__文書の抜粋__:
:::::

車中でもずうっと読みふけっていた、現会員武井清氏の「ペン電子文藝館」用プリント原稿『武田落人秘話』百五十枚を、終盤へかけてなかなか面白く読み切ったのが、大泉学園のすこし手前だった。

* 誕生日の晩の食事を、自分ひとりで摂ったのは、生まれてこの方、一度も記憶がない。そういう珍しい日になったけれど、それもまた、わるくなかった。六十七になった男が、百歳の小町のすがたにシンとした感銘を受けてきたのは、有り難い嬉しいこと。

:::::

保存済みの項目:
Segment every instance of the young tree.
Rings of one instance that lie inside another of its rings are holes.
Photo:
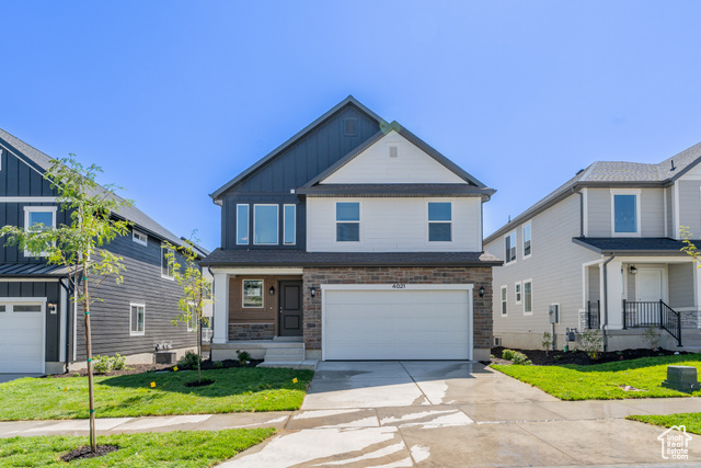
[[[193,232],[194,238],[195,232]],[[176,247],[170,242],[163,244],[166,249],[168,266],[173,273],[173,277],[180,285],[183,294],[177,301],[177,309],[182,312],[173,324],[184,322],[193,326],[197,333],[197,383],[202,384],[202,326],[206,324],[208,318],[205,317],[205,307],[212,304],[211,282],[202,273],[197,264],[197,253],[195,242],[197,240],[186,240],[185,246]],[[183,258],[184,264],[177,260],[176,252]]]
[[[117,220],[112,214],[131,202],[115,195],[115,185],[97,185],[95,176],[102,169],[92,164],[84,168],[74,155],[51,160],[44,178],[58,193],[59,209],[70,214],[70,224],[56,229],[43,225],[19,228],[4,226],[0,237],[8,244],[19,246],[34,255],[45,255],[49,264],[64,265],[70,271],[69,282],[73,299],[80,304],[85,322],[85,358],[90,399],[90,447],[96,450],[95,403],[92,376],[92,342],[90,307],[100,298],[95,289],[107,278],[122,283],[125,270],[122,258],[104,248],[117,236],[129,232],[129,222]]]

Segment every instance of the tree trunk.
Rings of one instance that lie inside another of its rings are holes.
[[[90,448],[97,452],[95,434],[95,395],[92,381],[92,340],[90,336],[90,298],[88,297],[88,270],[83,265],[83,309],[85,310],[85,358],[88,359],[88,393],[90,396]]]

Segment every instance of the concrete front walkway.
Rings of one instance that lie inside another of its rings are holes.
[[[701,412],[701,399],[560,401],[480,364],[321,363],[300,411],[99,420],[102,434],[275,426],[225,467],[683,465],[629,414]],[[88,434],[88,421],[0,422],[0,437]],[[701,461],[701,437],[689,461]]]

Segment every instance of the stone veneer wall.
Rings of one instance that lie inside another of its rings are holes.
[[[473,323],[475,350],[492,347],[492,267],[448,266],[375,266],[304,269],[304,345],[321,350],[321,285],[322,284],[474,284]],[[310,288],[317,288],[312,298]],[[484,287],[484,297],[478,292]],[[475,356],[475,358],[482,358]],[[486,354],[489,358],[489,352]]]

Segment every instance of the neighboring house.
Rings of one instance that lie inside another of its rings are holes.
[[[49,165],[48,156],[0,130],[0,226],[70,224],[43,178]],[[123,256],[126,271],[123,284],[110,278],[97,292],[102,301],[90,315],[93,354],[151,363],[159,343],[172,342],[181,353],[194,349],[195,333],[171,323],[181,313],[181,289],[161,249],[164,241],[182,240],[135,207],[115,216],[134,222],[134,229],[107,246]],[[56,374],[84,365],[83,315],[72,300],[67,270],[5,242],[0,240],[0,373]]]
[[[212,358],[489,359],[493,193],[347,98],[211,194]]]
[[[601,329],[608,350],[699,345],[701,275],[680,227],[701,236],[701,144],[658,164],[599,161],[484,243],[505,260],[494,274],[495,344],[539,349],[559,309],[567,329]],[[570,343],[570,346],[578,343]]]

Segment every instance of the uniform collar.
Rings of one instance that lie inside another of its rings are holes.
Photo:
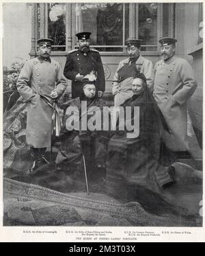
[[[44,61],[46,61],[46,62],[51,62],[51,59],[50,57],[48,57],[48,58],[43,58],[42,56],[38,56],[38,60],[40,60],[41,62],[43,62]]]
[[[176,56],[174,55],[174,56],[171,57],[167,60],[165,60],[165,61],[163,60],[163,62],[165,64],[170,64],[176,59]]]
[[[131,59],[130,58],[128,58],[127,59],[124,60],[124,63],[128,63],[130,62]],[[139,55],[138,59],[136,60],[136,64],[138,65],[138,64],[142,64],[143,63],[143,59],[142,59],[142,56],[141,55]]]

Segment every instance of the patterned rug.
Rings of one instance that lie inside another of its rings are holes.
[[[151,214],[137,202],[103,201],[100,194],[98,200],[74,196],[7,178],[3,194],[5,226],[197,226],[202,221],[193,216]]]

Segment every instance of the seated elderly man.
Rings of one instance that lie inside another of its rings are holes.
[[[62,106],[66,110],[65,138],[55,160],[58,169],[82,170],[83,154],[89,169],[94,167],[96,173],[104,172],[107,132],[99,127],[100,123],[102,125],[101,112],[104,106],[105,103],[98,98],[96,85],[92,82],[84,82],[80,96]],[[100,119],[96,117],[94,120],[94,115],[100,117]]]
[[[133,95],[121,106],[131,108],[133,123],[137,113],[135,108],[139,108],[138,134],[128,136],[131,133],[126,126],[116,131],[108,145],[106,187],[108,193],[118,196],[125,196],[126,185],[160,193],[175,181],[174,167],[159,163],[163,125],[146,78],[137,72],[130,79]]]
[[[150,60],[140,54],[141,42],[140,39],[133,38],[128,39],[125,42],[128,58],[120,61],[112,84],[115,106],[121,105],[126,100],[133,96],[132,86],[129,82],[136,69],[145,75],[148,87],[151,91],[153,90],[153,65]]]

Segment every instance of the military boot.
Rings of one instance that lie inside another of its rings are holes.
[[[39,159],[42,163],[49,163],[49,160],[46,159],[45,156],[46,150],[46,148],[39,148]]]
[[[33,172],[36,169],[38,165],[38,148],[31,148],[30,149],[31,157],[31,165],[29,170],[31,172]]]

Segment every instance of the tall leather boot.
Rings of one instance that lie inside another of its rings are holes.
[[[38,159],[38,148],[31,147],[30,148],[31,157],[31,165],[30,167],[30,172],[32,172],[37,167]]]
[[[44,163],[49,163],[49,160],[46,158],[45,152],[46,150],[46,148],[39,148],[39,156],[40,161]]]

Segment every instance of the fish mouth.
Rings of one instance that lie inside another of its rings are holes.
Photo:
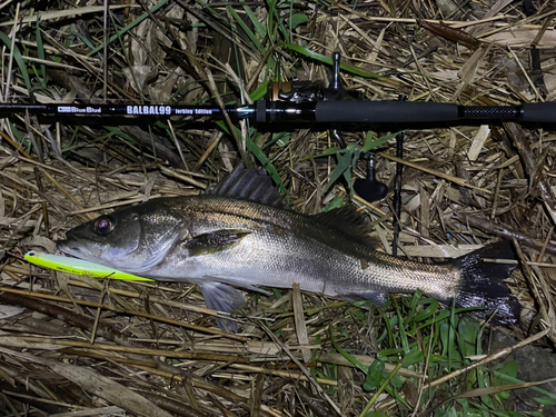
[[[93,258],[92,254],[87,249],[86,245],[76,239],[58,240],[56,242],[56,248],[62,254],[72,256],[75,258],[83,260],[90,260]]]

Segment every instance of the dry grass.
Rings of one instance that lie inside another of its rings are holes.
[[[369,100],[556,100],[550,2],[538,1],[532,18],[519,3],[490,0],[464,6],[448,0],[444,9],[425,1],[142,3],[112,6],[107,34],[101,4],[49,3],[48,10],[41,10],[43,2],[21,9],[21,3],[0,4],[4,101],[29,102],[32,88],[39,102],[205,102],[215,93],[210,76],[228,101],[230,91],[252,93],[270,77],[330,80],[329,66],[284,42],[325,56],[337,50],[347,64],[383,75],[342,72],[346,87]],[[245,18],[258,44],[236,16]],[[292,28],[297,19],[300,24]],[[529,67],[532,44],[540,50],[544,85]],[[296,210],[315,214],[337,197],[346,199],[341,183],[326,190],[336,160],[307,159],[334,145],[325,132],[250,131],[252,143],[244,149],[236,146],[241,135],[221,135],[210,121],[175,120],[172,129],[161,122],[111,123],[26,115],[2,121],[0,409],[6,415],[358,416],[374,398],[379,411],[418,416],[474,388],[458,386],[471,373],[469,360],[434,374],[428,356],[400,368],[396,354],[385,370],[396,369],[409,385],[389,385],[375,397],[363,389],[365,374],[341,349],[368,367],[377,351],[401,346],[381,337],[387,322],[396,324],[395,308],[368,309],[296,290],[251,294],[248,307],[234,316],[244,332],[229,335],[217,330],[217,312],[203,308],[193,286],[105,282],[31,268],[22,259],[27,250],[54,252],[53,242],[67,229],[112,208],[198,193],[235,166],[239,150],[251,158],[254,149],[264,150]],[[246,135],[248,127],[240,128]],[[365,135],[346,139],[361,143]],[[493,239],[514,239],[524,268],[510,285],[524,317],[512,330],[525,344],[556,342],[555,139],[552,130],[512,125],[405,135],[401,251],[416,259],[453,257]],[[377,151],[379,177],[391,186],[394,141]],[[364,175],[359,168],[354,176]],[[393,192],[374,205],[355,202],[383,242],[391,241]],[[299,321],[305,324],[296,332]],[[427,351],[436,331],[429,326],[409,338]],[[398,337],[399,330],[387,334]],[[436,397],[427,397],[431,387],[440,387]]]

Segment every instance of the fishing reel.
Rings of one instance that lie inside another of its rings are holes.
[[[290,102],[296,105],[317,101],[354,100],[341,83],[340,59],[341,56],[339,52],[332,53],[332,80],[328,87],[325,87],[322,83],[310,81],[270,82],[266,100],[270,102]],[[340,148],[346,148],[346,141],[340,132],[340,125],[335,125],[330,128],[329,135]],[[359,197],[369,202],[381,200],[388,193],[388,187],[376,177],[376,156],[371,152],[364,152],[361,153],[361,158],[366,160],[367,175],[365,179],[357,179],[355,181],[354,189]]]

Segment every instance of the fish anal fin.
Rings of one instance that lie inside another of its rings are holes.
[[[350,292],[339,297],[348,301],[370,301],[377,307],[384,307],[389,299],[388,292],[380,291]]]
[[[249,235],[249,230],[222,229],[201,234],[187,239],[181,244],[190,256],[210,255],[220,250],[230,249]]]
[[[377,239],[369,236],[366,218],[357,211],[357,207],[354,205],[346,205],[334,210],[319,212],[311,217],[322,226],[348,235],[358,244],[369,247],[377,246]]]
[[[272,180],[266,171],[255,168],[246,169],[244,162],[224,177],[212,190],[207,190],[207,193],[288,209],[279,189],[272,186]]]
[[[199,288],[205,304],[212,310],[231,312],[245,306],[245,297],[241,291],[229,285],[207,281],[200,284]],[[234,320],[217,318],[216,321],[222,331],[238,331],[238,324]]]

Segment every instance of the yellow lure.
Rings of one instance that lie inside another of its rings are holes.
[[[26,254],[26,260],[42,268],[54,269],[60,272],[81,275],[85,277],[123,279],[126,281],[152,281],[152,279],[149,278],[141,278],[118,269],[92,264],[87,260],[38,252],[34,250]]]

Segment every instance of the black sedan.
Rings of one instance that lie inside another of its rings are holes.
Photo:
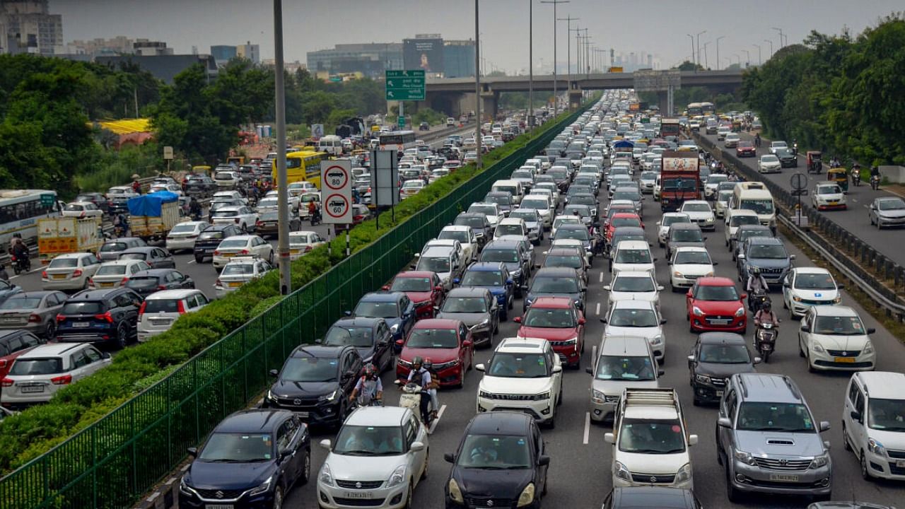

:::::

__次の課題__:
1. この抜粋に出てくる固有名詞(人名・地名・作品名など)を全部挙げてください。
2. この抜粋から、「車中でもずうっと読みふけって」を含む言葉から書き始めて「たのは、有り難い嬉しいこと。」で止め、その部分をそのまま書き写してください。

__求められる答え__:
1. 武井清、ペン電子文藝館、武田落人秘話、大泉学園、小町

2.
車中でもずうっと読みふけっていた、現会員武井清氏の「ペン電子文藝館」用プリント原稿『武田落人秘話』百五十枚を、終盤へかけてなかなか面白く読み切ったのが、大泉学園のすこし手前だった。

* 誕生日の晩の食事を、自分ひとりで摂ったのは、生まれてこの方、一度も記憶がない。そういう珍しい日になったけれど、それもまた、わるくなかった。六十七になった男が、百歳の小町のすがたにシンとした感銘を受けてきたのは、有り難い嬉しいこと。